- Provided passage
<<<<

A Prayer
    of Jesus
    I thank thee, Father, Lord of heaven and earth, that thou hast hidden these things from the wise and understanding and revealed them to babes; yea, Father, for such was thy gracious will.

     

    CHAPTER III

    PAUL’S OFFICE


    Paul had no direct contact with Jesus before his experience on the Damascus Road.  For all we can tell, this man was a complete stranger to the fellowship that gathered around Jesus before the crucifixion.  Who ordered him, and how came he to be acknowledged by churchmen as an apostle on par with the Twelve?  There is absolutely no mention of him in the gospels, even in Luke's Gospel, though he may have been in Jerusalem during the periods of Jesus’ ministry there.  He must, as a student of Gamaliel the great Pharisee teacher, (or so Luke has him saying – Acts 22:3) have been informed of the events surrounding Jesus' arrest and execution.  Our first knowledge of him is in the Acts when, during the martyrdom of Stephen, he stood by and held the garments of those who cast the stones.  Paul (according to Luke) also confirms his participation in the event, in his defense before the Sanhedrin after being arrested in Jerusalem prior to his first imprisonment in Rome (Acts 22:30).  But he was never in the company of Jesus (at least, there is no record of such), and had no association with the Twelve until after his experience on the Damascus Road.  He was a complete stranger.

    Jesus chose only twelve apostles and named them.  Paul was not among them.  Then he promised them that they should sit on twelve thrones, judging the twelve tribes of Israel.  Their number therefore corresponds to the number of the tribes of Israel, and we have no indication that Jesus intended to add others.  Of course, Judas' betrayal and demise left only eleven.  Could Paul have seen himself as filling the vacancy?  No, for he would surely have made that his claim.  The fact is that the remaining eleven were instrumental in the selection of Matthias to fill this vacancy as even Luke informs us in The Acts, and had Paul seen himself as being Judas' replacement, Luke would certainly have seen him as such.  I believe, nevertheless, that Paul was Judas's successor – as traitor!  Judas betrayed him in his flesh; Paul betrayed him in his spirit.
     

    A clue as to how Paul viewed his apostleship

    Luke's account of the story of Paul's “revelation” in Acts 9 may give us our first clue as to how Paul conceived his apostleship and justified his claim to that high and exalted position in the fellowship of Jesus.

    Having been blinded by the brilliant light outside the city of Damascus, he was led into the city where for three days he was without sight and neither ate nor drank.  Then the Lord appeared to a disciple at Damascus, Ananias by name, and sent him to Paul that he might regain his sight and be filled with the Holy Spirit.  Ananias objected because he had heard of Paul's reputation as a persecutor of the followers of Jesus but the Lord said to him, "Go, for he is a chosen instrument of mine to carry my name before the Gentiles and kings and the sons of Israel . . .."  Now, since the twelve Apostles chosen by Jesus already occupied the ministry to the sons of Israel, Paul from the beginning must have seen his ministry as focused on the Gentiles, who were listed first in the heavenly vision to Ananias as recounted by Paul to Luke.   Thus Paul, writing in the Galatian letter, recounts his version of a meeting with Peter, James and John in Jerusalem that concluded, according to Paul, with the agreement between them that they (Peter, James and John) would focus their ministry on the circumcised, whereas Paul and Barnabus would go to the Gentiles.  Paul says of this meeting:

    . . . when they saw that I had been entrusted with the gospel to the uncircumcised, just as Peter had been entrusted with the gospel to the circumcised (for he who worked through Peter for the mission to the circumcised worked through me also for the Gentiles (Galatians 2:7,8).

>>>>

- Task statement
Could you return the part of the chapter on Paul's office above that falls between "Luke's account of" and "fellowship of Jesus.", inclusive, copied word for word?

- Provided information
<<<<

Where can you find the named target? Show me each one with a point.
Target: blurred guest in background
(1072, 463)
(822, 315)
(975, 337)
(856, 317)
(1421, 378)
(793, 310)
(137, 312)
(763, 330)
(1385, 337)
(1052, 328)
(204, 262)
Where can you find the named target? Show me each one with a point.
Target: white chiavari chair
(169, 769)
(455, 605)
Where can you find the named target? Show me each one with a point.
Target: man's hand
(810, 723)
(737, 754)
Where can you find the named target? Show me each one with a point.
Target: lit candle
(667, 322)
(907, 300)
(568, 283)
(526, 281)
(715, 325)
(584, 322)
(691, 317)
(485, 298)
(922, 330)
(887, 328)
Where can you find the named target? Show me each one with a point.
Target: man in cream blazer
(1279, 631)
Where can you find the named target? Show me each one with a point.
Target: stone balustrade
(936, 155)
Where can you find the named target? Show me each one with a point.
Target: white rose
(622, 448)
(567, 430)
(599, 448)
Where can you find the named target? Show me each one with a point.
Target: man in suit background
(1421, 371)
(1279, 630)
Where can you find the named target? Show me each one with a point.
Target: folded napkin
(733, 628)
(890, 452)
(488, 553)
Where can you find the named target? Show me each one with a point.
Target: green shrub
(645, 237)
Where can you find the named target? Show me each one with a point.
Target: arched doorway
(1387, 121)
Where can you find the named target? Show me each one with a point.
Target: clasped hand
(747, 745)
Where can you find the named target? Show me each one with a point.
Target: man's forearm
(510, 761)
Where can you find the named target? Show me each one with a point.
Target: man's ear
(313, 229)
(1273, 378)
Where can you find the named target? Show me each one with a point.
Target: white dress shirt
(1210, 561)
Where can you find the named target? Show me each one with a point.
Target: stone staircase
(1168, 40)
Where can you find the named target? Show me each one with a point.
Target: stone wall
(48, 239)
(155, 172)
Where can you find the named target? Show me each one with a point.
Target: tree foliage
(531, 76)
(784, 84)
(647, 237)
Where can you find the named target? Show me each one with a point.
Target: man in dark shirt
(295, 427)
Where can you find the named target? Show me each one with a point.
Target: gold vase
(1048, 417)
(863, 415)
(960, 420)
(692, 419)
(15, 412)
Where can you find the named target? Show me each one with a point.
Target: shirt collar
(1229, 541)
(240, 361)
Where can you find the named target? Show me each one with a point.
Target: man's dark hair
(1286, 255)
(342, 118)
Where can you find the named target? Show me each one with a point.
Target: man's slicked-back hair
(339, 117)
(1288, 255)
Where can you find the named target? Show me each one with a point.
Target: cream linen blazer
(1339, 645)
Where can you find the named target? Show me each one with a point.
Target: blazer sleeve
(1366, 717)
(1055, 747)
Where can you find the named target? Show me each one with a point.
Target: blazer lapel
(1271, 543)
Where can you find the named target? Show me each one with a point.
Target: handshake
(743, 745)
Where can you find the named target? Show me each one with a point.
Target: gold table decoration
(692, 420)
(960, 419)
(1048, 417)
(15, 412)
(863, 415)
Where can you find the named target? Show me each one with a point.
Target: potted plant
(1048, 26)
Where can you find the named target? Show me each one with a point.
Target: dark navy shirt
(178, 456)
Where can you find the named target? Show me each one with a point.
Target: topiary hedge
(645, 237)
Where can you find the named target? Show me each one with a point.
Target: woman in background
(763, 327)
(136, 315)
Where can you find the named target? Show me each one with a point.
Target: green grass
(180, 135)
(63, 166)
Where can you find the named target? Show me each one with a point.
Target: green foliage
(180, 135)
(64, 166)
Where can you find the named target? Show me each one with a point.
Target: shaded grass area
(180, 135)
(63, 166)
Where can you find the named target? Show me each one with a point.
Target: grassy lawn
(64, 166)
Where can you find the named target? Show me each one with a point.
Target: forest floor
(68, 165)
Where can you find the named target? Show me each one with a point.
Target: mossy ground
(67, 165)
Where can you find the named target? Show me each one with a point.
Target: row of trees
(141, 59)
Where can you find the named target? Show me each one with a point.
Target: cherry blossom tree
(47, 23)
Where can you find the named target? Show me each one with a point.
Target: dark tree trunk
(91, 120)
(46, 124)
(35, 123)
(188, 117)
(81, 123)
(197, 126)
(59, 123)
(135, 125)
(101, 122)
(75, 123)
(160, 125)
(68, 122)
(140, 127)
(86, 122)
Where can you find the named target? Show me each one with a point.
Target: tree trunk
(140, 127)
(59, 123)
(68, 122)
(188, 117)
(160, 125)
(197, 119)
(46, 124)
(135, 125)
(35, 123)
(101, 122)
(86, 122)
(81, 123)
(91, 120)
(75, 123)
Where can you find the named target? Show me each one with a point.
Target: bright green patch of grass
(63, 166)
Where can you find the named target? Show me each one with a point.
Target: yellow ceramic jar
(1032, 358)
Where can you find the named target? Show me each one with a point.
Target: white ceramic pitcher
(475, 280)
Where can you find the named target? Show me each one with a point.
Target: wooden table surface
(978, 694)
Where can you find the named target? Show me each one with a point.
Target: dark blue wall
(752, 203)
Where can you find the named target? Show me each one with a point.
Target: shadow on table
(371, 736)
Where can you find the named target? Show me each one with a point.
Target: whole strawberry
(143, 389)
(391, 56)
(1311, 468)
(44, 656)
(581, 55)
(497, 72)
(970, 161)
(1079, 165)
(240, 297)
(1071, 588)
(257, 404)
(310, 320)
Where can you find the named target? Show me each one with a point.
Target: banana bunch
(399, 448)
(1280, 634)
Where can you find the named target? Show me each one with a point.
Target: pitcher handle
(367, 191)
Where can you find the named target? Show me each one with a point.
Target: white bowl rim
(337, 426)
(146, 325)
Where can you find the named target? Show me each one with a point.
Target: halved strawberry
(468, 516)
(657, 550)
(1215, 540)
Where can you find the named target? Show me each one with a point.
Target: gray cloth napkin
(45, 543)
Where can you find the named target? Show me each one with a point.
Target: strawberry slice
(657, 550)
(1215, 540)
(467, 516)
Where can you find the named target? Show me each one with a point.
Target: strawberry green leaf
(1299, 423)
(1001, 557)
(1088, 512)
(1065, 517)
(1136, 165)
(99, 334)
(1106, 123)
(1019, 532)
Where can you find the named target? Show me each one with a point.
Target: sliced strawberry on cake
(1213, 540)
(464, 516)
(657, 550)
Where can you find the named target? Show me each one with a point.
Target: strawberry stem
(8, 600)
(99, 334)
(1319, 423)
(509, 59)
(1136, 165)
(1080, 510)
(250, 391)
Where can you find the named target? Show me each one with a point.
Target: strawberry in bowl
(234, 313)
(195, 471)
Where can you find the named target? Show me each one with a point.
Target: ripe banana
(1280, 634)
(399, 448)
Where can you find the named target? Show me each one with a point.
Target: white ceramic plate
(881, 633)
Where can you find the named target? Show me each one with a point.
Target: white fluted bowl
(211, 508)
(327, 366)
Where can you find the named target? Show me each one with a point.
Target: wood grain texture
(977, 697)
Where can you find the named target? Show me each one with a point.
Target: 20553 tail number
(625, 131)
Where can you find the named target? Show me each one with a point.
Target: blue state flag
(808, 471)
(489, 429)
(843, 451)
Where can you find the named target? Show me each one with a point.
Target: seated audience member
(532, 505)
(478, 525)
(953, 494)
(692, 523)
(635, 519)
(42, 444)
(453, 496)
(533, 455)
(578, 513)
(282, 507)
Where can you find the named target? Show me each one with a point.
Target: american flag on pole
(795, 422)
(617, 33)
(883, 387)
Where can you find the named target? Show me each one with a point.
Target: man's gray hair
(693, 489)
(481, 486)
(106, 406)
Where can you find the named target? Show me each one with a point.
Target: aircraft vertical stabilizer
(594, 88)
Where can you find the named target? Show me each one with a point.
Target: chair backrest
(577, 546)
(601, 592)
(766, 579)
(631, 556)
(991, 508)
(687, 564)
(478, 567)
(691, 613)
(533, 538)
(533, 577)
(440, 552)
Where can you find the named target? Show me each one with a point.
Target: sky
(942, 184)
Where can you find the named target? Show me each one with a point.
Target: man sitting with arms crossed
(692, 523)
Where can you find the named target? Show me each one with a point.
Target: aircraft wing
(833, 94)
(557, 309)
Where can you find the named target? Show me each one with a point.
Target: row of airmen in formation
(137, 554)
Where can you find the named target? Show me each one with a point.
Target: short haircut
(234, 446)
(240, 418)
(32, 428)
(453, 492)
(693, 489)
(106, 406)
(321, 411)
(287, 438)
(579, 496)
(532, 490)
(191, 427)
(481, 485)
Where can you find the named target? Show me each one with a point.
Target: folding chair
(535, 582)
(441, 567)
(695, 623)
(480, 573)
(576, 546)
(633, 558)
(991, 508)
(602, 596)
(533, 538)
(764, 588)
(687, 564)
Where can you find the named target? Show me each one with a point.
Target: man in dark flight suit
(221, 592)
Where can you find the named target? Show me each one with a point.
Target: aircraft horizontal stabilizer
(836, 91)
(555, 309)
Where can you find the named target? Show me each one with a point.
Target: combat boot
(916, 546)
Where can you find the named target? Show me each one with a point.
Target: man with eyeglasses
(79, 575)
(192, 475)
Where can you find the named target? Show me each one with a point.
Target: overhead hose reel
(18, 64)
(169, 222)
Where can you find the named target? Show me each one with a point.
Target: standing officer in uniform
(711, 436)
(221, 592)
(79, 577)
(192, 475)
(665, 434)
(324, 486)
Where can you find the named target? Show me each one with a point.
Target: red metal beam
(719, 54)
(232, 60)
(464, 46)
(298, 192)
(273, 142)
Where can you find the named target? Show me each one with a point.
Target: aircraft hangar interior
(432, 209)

>>>>

- Problem solution
Luke's account of the story of Paul's “revelation” in Acts 9 may give us our first clue as to how Paul conceived his apostleship and justified his claim to that high and exalted position in the fellowship of Jesus.